Switch every "pointing benchmark" in the data below to "location test" and write out all of the data again, with everything else unchanged.

[start of Data supplied]

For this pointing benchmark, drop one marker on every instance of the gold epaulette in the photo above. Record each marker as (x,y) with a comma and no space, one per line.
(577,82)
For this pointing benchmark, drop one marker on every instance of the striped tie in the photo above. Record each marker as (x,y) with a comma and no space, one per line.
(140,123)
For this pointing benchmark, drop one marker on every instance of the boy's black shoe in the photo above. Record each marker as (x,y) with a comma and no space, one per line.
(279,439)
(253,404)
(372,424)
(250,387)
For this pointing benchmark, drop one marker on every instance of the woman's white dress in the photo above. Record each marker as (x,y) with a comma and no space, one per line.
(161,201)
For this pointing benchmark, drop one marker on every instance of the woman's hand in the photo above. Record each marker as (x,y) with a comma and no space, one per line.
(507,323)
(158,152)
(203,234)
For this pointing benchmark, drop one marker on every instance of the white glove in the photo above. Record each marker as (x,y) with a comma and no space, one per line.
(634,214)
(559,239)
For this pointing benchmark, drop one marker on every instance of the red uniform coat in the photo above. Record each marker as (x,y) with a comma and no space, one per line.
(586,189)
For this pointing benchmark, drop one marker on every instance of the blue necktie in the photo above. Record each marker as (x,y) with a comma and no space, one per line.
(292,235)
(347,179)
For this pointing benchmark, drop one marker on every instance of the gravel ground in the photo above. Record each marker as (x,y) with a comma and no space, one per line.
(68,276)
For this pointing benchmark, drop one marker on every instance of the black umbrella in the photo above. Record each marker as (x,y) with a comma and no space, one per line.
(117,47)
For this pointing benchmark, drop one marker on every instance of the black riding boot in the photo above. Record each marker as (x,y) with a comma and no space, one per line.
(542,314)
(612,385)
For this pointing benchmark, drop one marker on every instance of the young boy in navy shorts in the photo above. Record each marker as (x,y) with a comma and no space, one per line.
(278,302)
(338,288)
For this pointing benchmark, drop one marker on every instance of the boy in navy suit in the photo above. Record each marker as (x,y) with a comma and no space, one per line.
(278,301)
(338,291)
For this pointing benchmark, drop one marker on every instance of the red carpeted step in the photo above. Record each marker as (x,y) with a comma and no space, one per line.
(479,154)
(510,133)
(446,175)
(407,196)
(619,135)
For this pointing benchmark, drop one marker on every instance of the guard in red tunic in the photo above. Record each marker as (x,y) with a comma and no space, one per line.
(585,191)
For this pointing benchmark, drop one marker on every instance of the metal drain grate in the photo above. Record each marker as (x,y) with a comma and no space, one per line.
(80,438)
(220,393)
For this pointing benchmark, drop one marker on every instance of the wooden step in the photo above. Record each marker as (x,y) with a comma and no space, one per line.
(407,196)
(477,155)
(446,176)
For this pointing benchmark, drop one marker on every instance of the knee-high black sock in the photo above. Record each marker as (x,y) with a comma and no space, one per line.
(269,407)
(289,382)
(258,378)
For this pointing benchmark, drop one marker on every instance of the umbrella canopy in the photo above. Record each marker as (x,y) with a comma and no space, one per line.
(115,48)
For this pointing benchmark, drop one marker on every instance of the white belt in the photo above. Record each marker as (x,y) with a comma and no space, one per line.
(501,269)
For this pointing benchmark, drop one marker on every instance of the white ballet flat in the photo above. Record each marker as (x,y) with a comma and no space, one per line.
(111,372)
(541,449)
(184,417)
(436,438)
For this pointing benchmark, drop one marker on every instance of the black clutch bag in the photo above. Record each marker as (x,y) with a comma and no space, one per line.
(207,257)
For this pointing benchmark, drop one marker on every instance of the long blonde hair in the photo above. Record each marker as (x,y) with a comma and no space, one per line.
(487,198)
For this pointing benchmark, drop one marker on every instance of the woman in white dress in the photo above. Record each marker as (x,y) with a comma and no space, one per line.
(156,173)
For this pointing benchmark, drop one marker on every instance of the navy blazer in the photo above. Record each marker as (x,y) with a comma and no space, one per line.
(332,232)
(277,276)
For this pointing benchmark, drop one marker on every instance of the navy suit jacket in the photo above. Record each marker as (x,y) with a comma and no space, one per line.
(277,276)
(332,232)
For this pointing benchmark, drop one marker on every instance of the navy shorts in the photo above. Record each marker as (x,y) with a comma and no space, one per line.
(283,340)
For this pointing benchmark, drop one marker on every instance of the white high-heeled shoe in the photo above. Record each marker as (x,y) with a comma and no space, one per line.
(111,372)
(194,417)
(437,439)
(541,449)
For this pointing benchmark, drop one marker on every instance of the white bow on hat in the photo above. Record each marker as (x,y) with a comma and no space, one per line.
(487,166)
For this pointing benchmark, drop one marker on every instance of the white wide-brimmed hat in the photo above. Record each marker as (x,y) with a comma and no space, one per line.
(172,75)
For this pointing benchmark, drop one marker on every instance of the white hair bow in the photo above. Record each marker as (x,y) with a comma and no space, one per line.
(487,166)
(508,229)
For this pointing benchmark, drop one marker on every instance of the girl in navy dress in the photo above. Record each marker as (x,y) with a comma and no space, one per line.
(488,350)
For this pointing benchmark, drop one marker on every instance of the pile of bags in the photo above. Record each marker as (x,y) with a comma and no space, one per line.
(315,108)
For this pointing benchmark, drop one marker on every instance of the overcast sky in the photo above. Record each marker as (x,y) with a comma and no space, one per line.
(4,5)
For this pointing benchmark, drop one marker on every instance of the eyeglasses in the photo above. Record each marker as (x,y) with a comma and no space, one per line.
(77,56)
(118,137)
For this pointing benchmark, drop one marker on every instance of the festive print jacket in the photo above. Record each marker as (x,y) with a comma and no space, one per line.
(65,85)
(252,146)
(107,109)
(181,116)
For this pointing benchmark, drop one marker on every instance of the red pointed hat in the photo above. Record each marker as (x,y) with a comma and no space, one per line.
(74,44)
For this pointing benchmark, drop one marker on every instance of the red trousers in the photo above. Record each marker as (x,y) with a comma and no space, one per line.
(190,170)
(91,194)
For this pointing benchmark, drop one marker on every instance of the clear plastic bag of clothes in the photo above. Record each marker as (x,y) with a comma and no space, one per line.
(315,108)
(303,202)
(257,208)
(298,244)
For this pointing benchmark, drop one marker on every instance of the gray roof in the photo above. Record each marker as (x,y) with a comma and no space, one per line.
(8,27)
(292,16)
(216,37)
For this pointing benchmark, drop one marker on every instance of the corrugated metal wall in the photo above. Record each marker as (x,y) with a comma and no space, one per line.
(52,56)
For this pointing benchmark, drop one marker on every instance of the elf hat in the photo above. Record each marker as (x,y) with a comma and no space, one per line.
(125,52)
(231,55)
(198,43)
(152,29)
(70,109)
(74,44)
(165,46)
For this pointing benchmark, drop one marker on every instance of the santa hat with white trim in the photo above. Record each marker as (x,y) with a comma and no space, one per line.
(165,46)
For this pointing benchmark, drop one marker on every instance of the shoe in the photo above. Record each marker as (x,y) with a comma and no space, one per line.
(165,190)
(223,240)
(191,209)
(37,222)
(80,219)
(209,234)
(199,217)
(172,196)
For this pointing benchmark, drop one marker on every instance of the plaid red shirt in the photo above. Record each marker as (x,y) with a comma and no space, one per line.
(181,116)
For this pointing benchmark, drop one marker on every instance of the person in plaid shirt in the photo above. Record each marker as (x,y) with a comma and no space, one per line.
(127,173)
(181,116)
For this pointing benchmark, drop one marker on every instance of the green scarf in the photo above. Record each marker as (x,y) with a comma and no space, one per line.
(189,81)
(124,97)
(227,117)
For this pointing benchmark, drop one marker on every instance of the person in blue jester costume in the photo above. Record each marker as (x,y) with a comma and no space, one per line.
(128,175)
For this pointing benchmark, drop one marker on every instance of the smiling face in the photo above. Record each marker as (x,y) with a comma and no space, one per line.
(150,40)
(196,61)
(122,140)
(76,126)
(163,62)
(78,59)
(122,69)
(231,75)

[end of Data supplied]

Answer below -
For this location test, drop one marker on every instance of the gold epaulette in the photo above. Record each marker as (x,y) with a comma and no space, one per line.
(577,82)
For this location test, drop one marker on every instance of the striped tie in the photo above. Record each marker as (x,y) with a comma and no space, one per line.
(140,123)
For this location test, drop one marker on every instance of the boy's black shoe in the photo above. Record each marker as (x,y) with a comma and no space, one per line.
(279,439)
(253,404)
(372,424)
(250,387)
For this location test, drop one marker on every instance of the woman's white dress in the photo above. Record each marker as (x,y) with a comma and no space, one per line.
(161,201)
For this location test, drop one marker on every instance of the woman's hand in the photo above. Record each marker as (x,y) with a comma and no space, one per line.
(507,323)
(158,152)
(203,234)
For this location test, drop one marker on every instance of the white glove in the photo above. Record each marker as (x,y) with a comma and no space, one per line.
(634,214)
(559,239)
For this location test, drop one marker on every instance of the red uniform coat in the photo above. Record each marker as (x,y) with a comma and no space, one per line.
(586,189)
For this location test, drop one marker on every instance of the blue necktie in the photo above. Record each marker as (x,y) with a comma and no space, one per line.
(292,235)
(347,179)
For this location test, drop one marker on every instance of the gravel ground in the photo above. Record each marker as (x,y) with a comma and no space, one per line.
(68,276)
For this location test, drop one marker on every instance of the black umbrella in the photo above. Record each marker as (x,y) with a comma and no space, one per line.
(117,47)
For this location test, drop one marker on every instance of the black riding boot in the photo above. Record each marker as (x,y) with a comma and no space, one per line.
(542,314)
(612,385)
For this location test, drop one marker on every instance of the young boy in navy shorts in the photo above. Record each marker as (x,y) with a comma and no space, one per line.
(278,302)
(338,288)
For this location test, drop one marker on every instance of the boy in navy suit in the photo above. Record each marker as (x,y) with a comma and no space, one per line.
(278,301)
(338,291)
For this location test, drop one marker on every instance of the red carpeted step in the photo above. Record each marker as (x,y) with a comma and no space, one per line.
(479,154)
(510,133)
(446,175)
(407,196)
(619,135)
For this location test, drop one marker on every instance of the guard in red tunic in the photo above. Record each marker as (x,y) with a comma and no space, one per line.
(585,191)
For this location test, drop one marker on every instance of the metal drain grate in the photo above. Record each marker as (x,y) with a comma and no space, one per line.
(80,438)
(220,393)
For this location test, drop one marker on every instance of the wooden step in the photo above. Record each marker as (x,y) with a comma and no space, one per line.
(407,196)
(477,155)
(446,176)
For this location test, drop one marker on every instance of the knee-high black sock in the photo above. Record each marker as (x,y) with a comma and no space, one per line.
(269,407)
(289,382)
(258,378)
For this location test, drop one marker on every instance of the umbrella canopy in the photo above. Record each marker as (x,y) with a comma and no space, one per line.
(115,48)
For this location test, drop one marker on every instance of the white belt in the photo above. Record each marker as (x,y) with a comma and no space, one per line.
(501,269)
For this location test, drop one marker on every instance of the white ballet flat in the photo above. Record each marker as (x,y) with a comma and no space, one per line.
(111,372)
(541,449)
(184,417)
(436,438)
For this location test, drop one marker on every instance of the black clutch bag in the photo above. Record each marker as (x,y) with a comma and no space, one per line.
(207,257)
For this location test, drop one marker on every instance of the long blonde hair in the photo above. Record each marker as (x,y) with a comma and no space, one per line.
(487,198)
For this location test, drop one marker on every instance of the woman in white dress in the photo above. Record each marker as (x,y) with a comma and no space, one per line.
(156,173)
For this location test, drop one marker on every instance of the navy blazer in the photo above. Record each marker as (x,y) with a comma and no space, one per line.
(332,232)
(277,276)
For this location test, drop one marker on every instance of the navy suit jacket in the photo above. Record each marker as (x,y) with a comma and no space, one per line.
(277,276)
(332,232)
For this location test, drop one marker on every instance of the navy shorts in the photo above. Record each marker as (x,y) with a comma and no space, one per line.
(283,340)
For this location test, drop one marker on every instance of the white high-heeled shoe in the photo above. Record each marker as (x,y) with a comma and no space, one per line.
(111,372)
(194,417)
(437,439)
(541,449)
For this location test, drop one marker on every instance of the white bow on hat in the photo above. Record each marker as (x,y) with a comma and no space, one per line.
(487,166)
For this location test, drop one marker on every instance of the white wide-brimmed hat in the photo above. Record each marker as (x,y) with a comma and no space, one per line.
(172,75)
For this location test, drop one marker on every instance of the white hair bow in the photo above. Record each marker as (x,y) with a comma and no space, one per line.
(487,166)
(508,229)
For this location test, drop one marker on every instance of the girl in navy dress in the photo above. Record each marker as (x,y) with a comma and no space, one per line.
(488,350)
For this location test, drop one marker on every instance of the pile of bags in the photo above. Record each marker as (x,y) with a comma and no space, one per line.
(315,108)
For this location test, drop one marker on every instance of the overcast sky in the photo above. Record each marker as (x,y) with a comma and no space, one per line.
(4,5)
For this location test, drop one marker on every instance of the eyeglasses in the photo above. Record each marker as (x,y) with a comma and no space, one per line.
(77,56)
(118,137)
For this location test, drop one marker on every instance of the festive print jacket in the photo above. Record each marker as (x,y) with a comma and no space, one per line.
(65,85)
(252,146)
(107,109)
(181,116)
For this location test, drop one marker on every instance of the red pointed hat in the photo above. Record each marker as (x,y) with a comma and no space, one per line.
(74,44)
For this location test, drop one marker on every instance of the red trousers in the photo above. Record each marker as (x,y) with a comma and no space, one per line.
(190,170)
(91,194)
For this location test, drop one marker on every instance of the clear plastic bag of clothes in the photo above. Record each marker as (x,y) with a comma and no space, one per line.
(315,108)
(303,202)
(257,208)
(298,244)
For this location test, drop one marker on every instance of the gray roof in the photo above. Record each marker as (x,y) with a comma and no space, one per line.
(8,27)
(292,16)
(216,37)
For this location test, drop one marker on every instance of the corrugated metal wall in the photo above. Record each marker as (x,y) with a comma and no space, one per line.
(52,56)
For this location test, drop one marker on every instance of the elf hat in the photo above. Record each marker as (x,y) with a comma and no space, one per line.
(125,52)
(231,55)
(198,43)
(152,29)
(70,109)
(74,44)
(165,46)
For this location test, drop one marker on every instance of the santa hat with white trim in the photo above. Record each marker as (x,y) with a comma and no space, one per line.
(165,46)
For this location test, drop one marker on every instance of the shoe in the photo above. Record each marker as (x,y) with a comma and no space, one per line.
(165,190)
(223,240)
(191,209)
(37,222)
(80,219)
(209,234)
(199,217)
(172,196)
For this location test, drop one marker on every instance of the plaid red shirt in the photo above. Record each marker as (x,y) with a comma and no space, one per line.
(181,116)
For this location test, drop one marker on every instance of the person in plaid shirt in the photo above. Record each marker as (x,y) with a comma and no space, one per line.
(127,173)
(181,116)
For this location test, drop one marker on every instance of the green scarf in the photo above. Record each marker as (x,y) with a comma and no space, one per line.
(189,81)
(124,97)
(227,117)
For this location test, drop one marker on every instance of the person in blue jester costume in the photo above. Record each marker as (x,y) with a comma and no space, one per line.
(128,175)
For this location test, drop one marker on every instance of the smiling face in the photo above. Record each marker as (x,y) with a comma and no space, one per line.
(150,40)
(196,61)
(122,140)
(76,126)
(163,62)
(78,59)
(122,69)
(231,75)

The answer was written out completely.